* [Activity]:
Write the data out again, exactly as given.

Start of Given data

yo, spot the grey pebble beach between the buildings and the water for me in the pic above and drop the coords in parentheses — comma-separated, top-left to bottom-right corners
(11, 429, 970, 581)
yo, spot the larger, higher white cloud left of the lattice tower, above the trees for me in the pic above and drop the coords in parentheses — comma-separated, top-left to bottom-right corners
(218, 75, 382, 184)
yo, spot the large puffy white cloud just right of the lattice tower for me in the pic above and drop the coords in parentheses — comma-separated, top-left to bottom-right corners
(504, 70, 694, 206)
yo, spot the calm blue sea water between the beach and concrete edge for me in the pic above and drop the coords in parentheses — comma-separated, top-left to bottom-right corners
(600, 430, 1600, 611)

End of Given data

* [Solution to this problem]:
yo, spot the grey pebble beach between the buildings and the water for me in the pic above and drop the coords in parentheses — comma-separated, top-left to bottom-right corners
(11, 429, 970, 581)
yo, spot the larger, higher white cloud left of the lattice tower, above the trees for me in the pic above and drop the coords in parentheses — comma-separated, top-left to bottom-right corners
(218, 75, 382, 184)
yo, spot the large puffy white cloud just right of the lattice tower for me in the pic above and drop the coords in parentheses — comma-separated, top-left to bottom-right corners
(504, 70, 694, 206)
yo, spot the calm blue sea water between the beach and concrete edge for me in the pic above and drop the coords in parentheses — comma-separated, top-left to bottom-right corners
(600, 430, 1600, 611)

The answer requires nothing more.